→ **PROBLEM REQUIREMENTS**
The output should consist solely of the line containing "the black sunglasses" and all lines after it through the final line of the entries below, reproduced exactly.

→ **EXTRACTED INFORMATION**
------------------------------
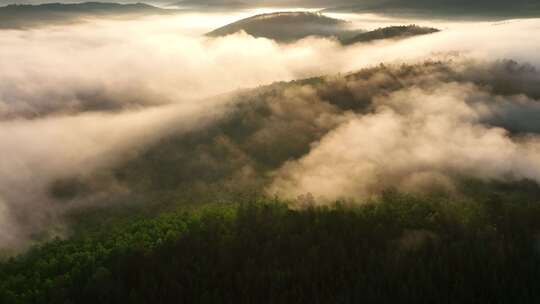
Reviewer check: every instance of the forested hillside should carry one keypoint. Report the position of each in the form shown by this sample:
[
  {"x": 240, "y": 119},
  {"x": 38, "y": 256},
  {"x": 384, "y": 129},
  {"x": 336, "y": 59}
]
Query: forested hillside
[{"x": 400, "y": 248}]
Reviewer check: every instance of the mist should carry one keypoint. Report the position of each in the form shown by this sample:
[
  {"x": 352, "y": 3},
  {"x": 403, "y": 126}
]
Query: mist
[{"x": 79, "y": 99}]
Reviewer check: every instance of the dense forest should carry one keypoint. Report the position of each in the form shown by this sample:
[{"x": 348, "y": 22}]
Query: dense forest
[
  {"x": 397, "y": 248},
  {"x": 201, "y": 224}
]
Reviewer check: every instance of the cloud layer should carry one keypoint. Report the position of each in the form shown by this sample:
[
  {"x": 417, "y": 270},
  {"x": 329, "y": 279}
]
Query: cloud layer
[{"x": 96, "y": 101}]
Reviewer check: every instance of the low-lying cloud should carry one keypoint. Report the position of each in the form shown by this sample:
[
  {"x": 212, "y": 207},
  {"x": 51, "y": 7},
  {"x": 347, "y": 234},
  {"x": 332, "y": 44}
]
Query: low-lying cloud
[{"x": 82, "y": 99}]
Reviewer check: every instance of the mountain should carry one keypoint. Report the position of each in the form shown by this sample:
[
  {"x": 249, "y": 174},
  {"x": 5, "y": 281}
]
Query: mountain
[
  {"x": 446, "y": 9},
  {"x": 391, "y": 32},
  {"x": 16, "y": 16},
  {"x": 288, "y": 26}
]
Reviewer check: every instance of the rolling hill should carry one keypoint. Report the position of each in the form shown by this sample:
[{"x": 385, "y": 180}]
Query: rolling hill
[
  {"x": 26, "y": 16},
  {"x": 287, "y": 26},
  {"x": 391, "y": 32}
]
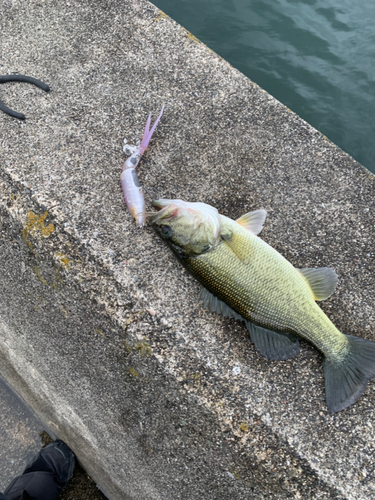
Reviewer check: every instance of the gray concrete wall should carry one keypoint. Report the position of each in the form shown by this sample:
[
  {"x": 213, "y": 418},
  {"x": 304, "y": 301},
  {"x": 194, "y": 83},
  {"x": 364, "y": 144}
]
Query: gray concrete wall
[{"x": 101, "y": 329}]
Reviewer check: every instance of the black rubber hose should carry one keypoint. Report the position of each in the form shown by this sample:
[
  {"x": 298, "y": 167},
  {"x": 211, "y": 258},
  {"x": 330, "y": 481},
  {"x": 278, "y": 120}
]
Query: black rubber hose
[{"x": 20, "y": 78}]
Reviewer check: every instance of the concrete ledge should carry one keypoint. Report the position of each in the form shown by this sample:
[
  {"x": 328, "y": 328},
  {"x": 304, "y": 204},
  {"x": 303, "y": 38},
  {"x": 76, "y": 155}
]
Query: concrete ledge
[{"x": 101, "y": 331}]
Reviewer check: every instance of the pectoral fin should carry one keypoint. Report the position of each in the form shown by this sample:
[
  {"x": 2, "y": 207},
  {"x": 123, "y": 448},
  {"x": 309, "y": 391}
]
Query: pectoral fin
[
  {"x": 322, "y": 281},
  {"x": 273, "y": 345},
  {"x": 216, "y": 305},
  {"x": 253, "y": 221},
  {"x": 238, "y": 244}
]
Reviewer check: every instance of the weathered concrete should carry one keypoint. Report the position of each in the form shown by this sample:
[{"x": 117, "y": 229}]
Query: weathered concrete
[
  {"x": 20, "y": 433},
  {"x": 101, "y": 329}
]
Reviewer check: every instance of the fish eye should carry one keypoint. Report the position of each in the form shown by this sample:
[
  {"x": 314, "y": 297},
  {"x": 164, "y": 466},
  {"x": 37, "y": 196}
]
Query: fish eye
[{"x": 166, "y": 231}]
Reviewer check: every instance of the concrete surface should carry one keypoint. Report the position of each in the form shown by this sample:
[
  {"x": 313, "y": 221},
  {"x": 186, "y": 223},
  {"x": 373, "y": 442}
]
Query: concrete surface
[
  {"x": 101, "y": 330},
  {"x": 22, "y": 435}
]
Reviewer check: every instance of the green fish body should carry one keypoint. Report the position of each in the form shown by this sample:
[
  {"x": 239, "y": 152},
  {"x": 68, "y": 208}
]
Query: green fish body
[{"x": 245, "y": 278}]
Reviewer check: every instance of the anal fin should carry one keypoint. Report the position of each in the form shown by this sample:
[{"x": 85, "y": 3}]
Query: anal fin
[
  {"x": 322, "y": 281},
  {"x": 271, "y": 344}
]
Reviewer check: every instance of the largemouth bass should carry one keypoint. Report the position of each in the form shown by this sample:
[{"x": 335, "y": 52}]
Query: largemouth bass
[{"x": 246, "y": 279}]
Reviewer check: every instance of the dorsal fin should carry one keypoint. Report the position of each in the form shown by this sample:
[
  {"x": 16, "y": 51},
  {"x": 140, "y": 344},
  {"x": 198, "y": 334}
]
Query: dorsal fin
[
  {"x": 253, "y": 221},
  {"x": 322, "y": 281}
]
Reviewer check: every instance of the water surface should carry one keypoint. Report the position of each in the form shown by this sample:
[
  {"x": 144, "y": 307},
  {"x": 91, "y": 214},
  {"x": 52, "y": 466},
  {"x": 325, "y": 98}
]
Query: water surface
[{"x": 317, "y": 57}]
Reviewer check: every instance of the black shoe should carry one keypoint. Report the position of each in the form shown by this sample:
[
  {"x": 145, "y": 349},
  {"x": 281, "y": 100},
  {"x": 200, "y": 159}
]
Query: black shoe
[{"x": 45, "y": 476}]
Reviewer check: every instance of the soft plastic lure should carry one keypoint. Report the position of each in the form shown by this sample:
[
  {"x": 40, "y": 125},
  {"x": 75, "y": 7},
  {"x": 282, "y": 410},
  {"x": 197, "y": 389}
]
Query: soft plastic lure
[{"x": 129, "y": 179}]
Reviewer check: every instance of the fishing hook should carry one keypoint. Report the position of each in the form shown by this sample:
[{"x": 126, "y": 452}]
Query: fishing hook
[{"x": 20, "y": 78}]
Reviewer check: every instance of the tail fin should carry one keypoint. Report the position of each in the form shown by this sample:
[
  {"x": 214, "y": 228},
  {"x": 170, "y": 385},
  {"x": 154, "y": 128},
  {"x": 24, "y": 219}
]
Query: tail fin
[{"x": 346, "y": 382}]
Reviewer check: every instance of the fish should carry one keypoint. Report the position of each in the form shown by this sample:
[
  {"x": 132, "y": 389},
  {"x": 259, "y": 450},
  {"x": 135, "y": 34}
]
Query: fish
[{"x": 244, "y": 278}]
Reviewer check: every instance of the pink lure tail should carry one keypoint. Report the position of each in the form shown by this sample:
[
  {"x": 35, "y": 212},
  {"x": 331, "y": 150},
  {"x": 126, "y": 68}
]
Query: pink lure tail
[{"x": 147, "y": 134}]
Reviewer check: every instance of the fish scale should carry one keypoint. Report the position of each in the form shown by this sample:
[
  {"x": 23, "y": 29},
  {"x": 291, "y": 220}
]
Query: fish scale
[
  {"x": 245, "y": 278},
  {"x": 268, "y": 290}
]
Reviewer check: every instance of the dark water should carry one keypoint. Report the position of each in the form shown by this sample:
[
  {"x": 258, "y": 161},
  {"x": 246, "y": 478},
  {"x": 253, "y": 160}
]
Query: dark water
[{"x": 315, "y": 56}]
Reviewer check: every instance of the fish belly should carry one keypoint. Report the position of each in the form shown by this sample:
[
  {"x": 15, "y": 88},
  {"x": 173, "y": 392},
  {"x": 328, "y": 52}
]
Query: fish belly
[{"x": 268, "y": 291}]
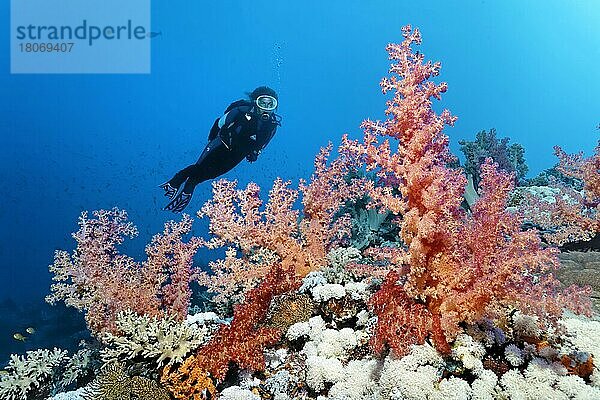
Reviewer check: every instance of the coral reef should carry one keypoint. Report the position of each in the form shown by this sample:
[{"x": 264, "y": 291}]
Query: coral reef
[
  {"x": 112, "y": 383},
  {"x": 29, "y": 374},
  {"x": 100, "y": 281},
  {"x": 157, "y": 342},
  {"x": 563, "y": 214},
  {"x": 458, "y": 268}
]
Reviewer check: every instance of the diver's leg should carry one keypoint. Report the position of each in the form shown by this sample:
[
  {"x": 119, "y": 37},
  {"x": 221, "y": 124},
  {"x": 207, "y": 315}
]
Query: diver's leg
[{"x": 215, "y": 160}]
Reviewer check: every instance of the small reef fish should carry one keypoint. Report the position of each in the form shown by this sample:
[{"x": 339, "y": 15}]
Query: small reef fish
[{"x": 18, "y": 336}]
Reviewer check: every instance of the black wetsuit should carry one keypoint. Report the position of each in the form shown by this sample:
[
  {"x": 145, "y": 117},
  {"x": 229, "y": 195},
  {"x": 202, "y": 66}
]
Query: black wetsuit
[{"x": 240, "y": 133}]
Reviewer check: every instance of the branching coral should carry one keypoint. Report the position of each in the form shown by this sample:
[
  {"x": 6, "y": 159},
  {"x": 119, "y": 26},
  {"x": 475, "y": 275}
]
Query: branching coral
[
  {"x": 99, "y": 280},
  {"x": 241, "y": 343},
  {"x": 509, "y": 158},
  {"x": 457, "y": 268},
  {"x": 114, "y": 384},
  {"x": 569, "y": 215},
  {"x": 259, "y": 238}
]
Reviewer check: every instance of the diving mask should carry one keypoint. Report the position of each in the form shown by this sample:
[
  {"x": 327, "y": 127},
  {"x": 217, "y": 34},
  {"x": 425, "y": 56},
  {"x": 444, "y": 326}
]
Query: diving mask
[{"x": 266, "y": 103}]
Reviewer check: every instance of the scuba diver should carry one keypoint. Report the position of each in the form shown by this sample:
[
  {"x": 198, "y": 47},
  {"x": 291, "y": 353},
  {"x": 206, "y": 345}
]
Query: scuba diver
[{"x": 245, "y": 128}]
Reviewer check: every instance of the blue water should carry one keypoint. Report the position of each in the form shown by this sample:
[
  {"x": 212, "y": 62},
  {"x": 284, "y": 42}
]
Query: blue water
[{"x": 83, "y": 142}]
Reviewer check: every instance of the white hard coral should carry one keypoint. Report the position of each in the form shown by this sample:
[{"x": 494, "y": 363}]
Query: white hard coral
[
  {"x": 159, "y": 341},
  {"x": 30, "y": 373}
]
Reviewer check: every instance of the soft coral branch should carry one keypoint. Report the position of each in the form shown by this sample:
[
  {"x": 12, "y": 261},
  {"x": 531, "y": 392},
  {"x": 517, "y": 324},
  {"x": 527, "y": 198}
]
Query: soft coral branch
[
  {"x": 259, "y": 235},
  {"x": 457, "y": 268}
]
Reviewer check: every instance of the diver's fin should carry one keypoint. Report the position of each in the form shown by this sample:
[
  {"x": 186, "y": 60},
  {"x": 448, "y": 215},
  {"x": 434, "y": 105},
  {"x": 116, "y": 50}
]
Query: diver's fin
[
  {"x": 170, "y": 191},
  {"x": 180, "y": 202}
]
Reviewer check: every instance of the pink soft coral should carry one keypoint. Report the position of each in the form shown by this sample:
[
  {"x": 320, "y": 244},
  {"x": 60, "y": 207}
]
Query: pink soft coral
[
  {"x": 456, "y": 268},
  {"x": 99, "y": 280},
  {"x": 570, "y": 215}
]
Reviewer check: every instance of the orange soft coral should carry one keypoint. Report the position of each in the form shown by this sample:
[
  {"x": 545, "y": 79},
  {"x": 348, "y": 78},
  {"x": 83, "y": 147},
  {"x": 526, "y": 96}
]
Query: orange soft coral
[
  {"x": 457, "y": 268},
  {"x": 99, "y": 280},
  {"x": 242, "y": 342},
  {"x": 259, "y": 237}
]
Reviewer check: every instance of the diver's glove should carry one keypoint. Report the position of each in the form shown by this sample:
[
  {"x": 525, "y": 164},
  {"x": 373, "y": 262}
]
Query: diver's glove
[
  {"x": 170, "y": 191},
  {"x": 179, "y": 203},
  {"x": 253, "y": 155}
]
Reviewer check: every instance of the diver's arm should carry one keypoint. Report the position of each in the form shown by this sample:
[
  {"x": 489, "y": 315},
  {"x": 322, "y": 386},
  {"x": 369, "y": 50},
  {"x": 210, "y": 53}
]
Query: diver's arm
[{"x": 254, "y": 153}]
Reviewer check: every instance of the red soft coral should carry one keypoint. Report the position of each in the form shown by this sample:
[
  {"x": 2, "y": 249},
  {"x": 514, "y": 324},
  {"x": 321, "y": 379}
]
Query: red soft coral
[
  {"x": 242, "y": 342},
  {"x": 99, "y": 280}
]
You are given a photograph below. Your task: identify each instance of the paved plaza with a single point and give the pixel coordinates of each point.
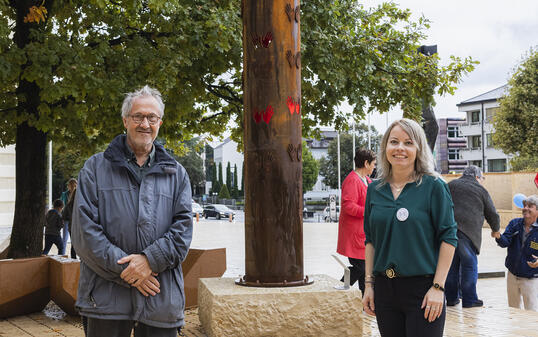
(494, 319)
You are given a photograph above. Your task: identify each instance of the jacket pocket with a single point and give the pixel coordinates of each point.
(168, 305)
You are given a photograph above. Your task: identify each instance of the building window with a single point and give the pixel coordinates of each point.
(475, 117)
(475, 142)
(476, 163)
(497, 165)
(489, 140)
(490, 112)
(452, 131)
(453, 154)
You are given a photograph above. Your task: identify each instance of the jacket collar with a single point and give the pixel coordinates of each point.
(118, 153)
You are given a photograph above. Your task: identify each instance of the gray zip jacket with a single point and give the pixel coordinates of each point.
(472, 203)
(115, 214)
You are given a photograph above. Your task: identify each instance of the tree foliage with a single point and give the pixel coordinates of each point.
(527, 163)
(310, 169)
(87, 54)
(516, 121)
(193, 163)
(65, 66)
(329, 165)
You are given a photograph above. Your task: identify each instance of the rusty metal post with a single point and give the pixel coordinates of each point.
(272, 143)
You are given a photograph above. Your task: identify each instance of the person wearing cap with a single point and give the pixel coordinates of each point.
(521, 238)
(472, 203)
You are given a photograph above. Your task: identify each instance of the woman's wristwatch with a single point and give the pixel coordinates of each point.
(438, 286)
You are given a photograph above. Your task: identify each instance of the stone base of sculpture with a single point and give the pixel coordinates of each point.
(227, 309)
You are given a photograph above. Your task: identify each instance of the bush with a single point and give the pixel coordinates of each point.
(224, 193)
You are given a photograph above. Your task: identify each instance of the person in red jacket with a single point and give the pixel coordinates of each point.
(351, 223)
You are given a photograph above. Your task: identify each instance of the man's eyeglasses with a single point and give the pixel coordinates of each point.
(139, 118)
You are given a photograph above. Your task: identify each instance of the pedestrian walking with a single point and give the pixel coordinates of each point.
(68, 211)
(472, 204)
(351, 221)
(53, 226)
(521, 239)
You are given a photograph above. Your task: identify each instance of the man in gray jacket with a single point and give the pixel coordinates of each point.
(132, 227)
(472, 203)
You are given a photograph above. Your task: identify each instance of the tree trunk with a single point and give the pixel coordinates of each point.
(272, 143)
(31, 185)
(31, 182)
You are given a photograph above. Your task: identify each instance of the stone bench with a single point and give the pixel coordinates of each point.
(27, 285)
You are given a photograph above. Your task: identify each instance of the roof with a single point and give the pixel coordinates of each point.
(227, 140)
(491, 95)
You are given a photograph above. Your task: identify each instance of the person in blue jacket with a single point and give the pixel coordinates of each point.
(132, 228)
(521, 238)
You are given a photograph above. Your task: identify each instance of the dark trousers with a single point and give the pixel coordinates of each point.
(357, 273)
(51, 239)
(94, 327)
(463, 274)
(397, 307)
(73, 253)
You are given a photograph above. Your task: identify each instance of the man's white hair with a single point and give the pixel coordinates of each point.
(531, 199)
(145, 91)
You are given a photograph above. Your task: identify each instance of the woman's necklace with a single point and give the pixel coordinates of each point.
(398, 188)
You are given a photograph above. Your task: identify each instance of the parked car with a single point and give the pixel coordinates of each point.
(218, 211)
(327, 214)
(197, 209)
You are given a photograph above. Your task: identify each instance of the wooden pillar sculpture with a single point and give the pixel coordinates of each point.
(272, 143)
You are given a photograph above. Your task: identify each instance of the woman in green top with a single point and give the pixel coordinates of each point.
(410, 236)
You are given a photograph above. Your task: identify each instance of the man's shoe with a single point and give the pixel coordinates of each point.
(453, 303)
(477, 303)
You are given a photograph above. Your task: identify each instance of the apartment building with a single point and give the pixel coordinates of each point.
(448, 146)
(478, 130)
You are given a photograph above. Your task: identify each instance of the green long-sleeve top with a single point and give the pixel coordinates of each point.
(410, 246)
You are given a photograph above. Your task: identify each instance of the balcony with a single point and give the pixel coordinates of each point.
(471, 154)
(471, 129)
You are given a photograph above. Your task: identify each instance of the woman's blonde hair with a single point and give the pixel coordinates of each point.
(424, 164)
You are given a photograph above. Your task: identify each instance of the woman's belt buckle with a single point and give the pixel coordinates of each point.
(390, 273)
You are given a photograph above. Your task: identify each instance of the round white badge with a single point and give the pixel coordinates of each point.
(402, 214)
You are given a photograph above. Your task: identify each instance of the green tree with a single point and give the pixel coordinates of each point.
(310, 169)
(193, 164)
(224, 192)
(516, 121)
(329, 164)
(64, 71)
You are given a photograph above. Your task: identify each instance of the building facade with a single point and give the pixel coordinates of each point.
(224, 153)
(478, 130)
(448, 146)
(7, 185)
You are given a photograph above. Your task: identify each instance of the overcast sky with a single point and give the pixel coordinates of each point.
(496, 32)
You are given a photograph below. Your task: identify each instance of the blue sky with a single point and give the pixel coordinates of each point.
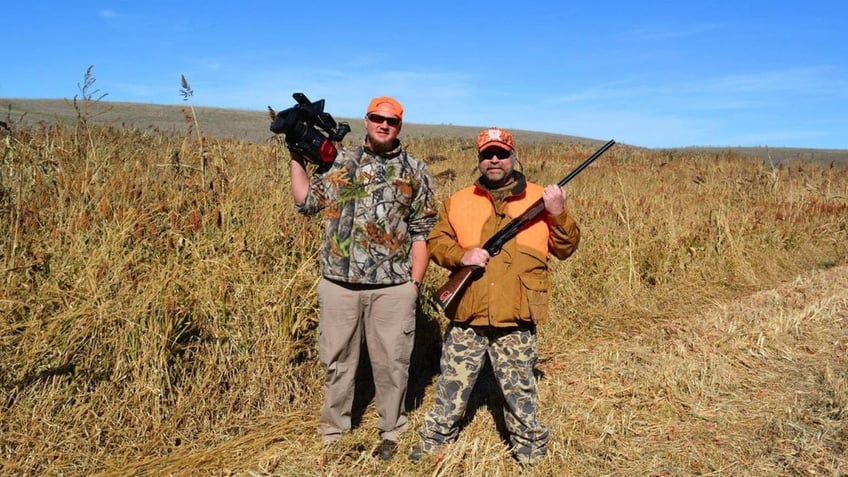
(647, 73)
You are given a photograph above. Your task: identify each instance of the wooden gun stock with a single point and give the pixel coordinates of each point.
(462, 277)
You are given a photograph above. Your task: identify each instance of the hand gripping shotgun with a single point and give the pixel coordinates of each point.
(462, 277)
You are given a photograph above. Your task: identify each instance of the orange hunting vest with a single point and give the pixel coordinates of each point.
(467, 220)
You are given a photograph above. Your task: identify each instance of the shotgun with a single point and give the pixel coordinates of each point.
(462, 277)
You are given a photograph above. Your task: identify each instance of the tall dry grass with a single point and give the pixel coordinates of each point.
(158, 315)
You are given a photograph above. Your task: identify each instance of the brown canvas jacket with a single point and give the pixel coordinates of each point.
(514, 289)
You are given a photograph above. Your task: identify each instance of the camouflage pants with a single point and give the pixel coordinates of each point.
(513, 355)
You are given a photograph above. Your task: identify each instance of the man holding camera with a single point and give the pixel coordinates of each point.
(378, 204)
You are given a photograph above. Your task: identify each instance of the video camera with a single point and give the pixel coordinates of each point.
(309, 130)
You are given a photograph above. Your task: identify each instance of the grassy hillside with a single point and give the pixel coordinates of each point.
(252, 126)
(158, 312)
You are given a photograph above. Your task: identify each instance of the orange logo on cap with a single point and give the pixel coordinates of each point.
(495, 137)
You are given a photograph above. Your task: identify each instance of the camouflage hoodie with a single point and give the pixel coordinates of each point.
(375, 206)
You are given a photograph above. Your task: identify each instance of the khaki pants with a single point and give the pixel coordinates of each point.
(385, 318)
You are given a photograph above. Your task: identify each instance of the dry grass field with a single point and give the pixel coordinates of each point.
(157, 311)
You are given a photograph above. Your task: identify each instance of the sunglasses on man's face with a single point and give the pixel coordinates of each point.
(377, 119)
(488, 154)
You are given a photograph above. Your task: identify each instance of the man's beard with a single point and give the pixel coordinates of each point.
(381, 146)
(502, 179)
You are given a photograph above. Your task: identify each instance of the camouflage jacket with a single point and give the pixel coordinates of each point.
(374, 206)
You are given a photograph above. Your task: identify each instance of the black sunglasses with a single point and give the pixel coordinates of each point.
(488, 154)
(377, 119)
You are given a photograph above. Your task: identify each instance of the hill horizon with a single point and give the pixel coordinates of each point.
(252, 126)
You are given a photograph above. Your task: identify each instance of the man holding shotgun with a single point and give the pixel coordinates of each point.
(496, 315)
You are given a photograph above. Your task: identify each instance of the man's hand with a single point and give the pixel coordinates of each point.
(554, 198)
(476, 256)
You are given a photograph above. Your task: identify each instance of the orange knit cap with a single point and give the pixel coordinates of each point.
(385, 104)
(495, 137)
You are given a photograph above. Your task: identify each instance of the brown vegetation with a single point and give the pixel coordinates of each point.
(158, 314)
------------------------------
→ **RESPONSE TO THIS TASK**
You are given a photograph above. Your task: identify each instance of the black sunglasses with a single point and give the pixel coordinates of each point.
(488, 154)
(377, 119)
You are given a photograph above. Your task: identify each instance of the hill horizon with a single point and give the pixel coordinates of each point.
(252, 126)
You are given a photograph above. Your task: identify each instance of the man holding shotgun with a single point and give the pixel coordinates of each point.
(496, 315)
You are given a photograph above. Your task: identify each instance of the man's hand with a single point and give the pixel coordinates of each point.
(554, 198)
(476, 256)
You are given a photograph above. Your task: identify each instance of the orange knit cap with a single point and give the pixel coordinates of each point.
(385, 104)
(495, 137)
You are given a photograph above. Your task: identify each instance of the brown vegetation with a single point and give the pixel coordinates of each point.
(158, 314)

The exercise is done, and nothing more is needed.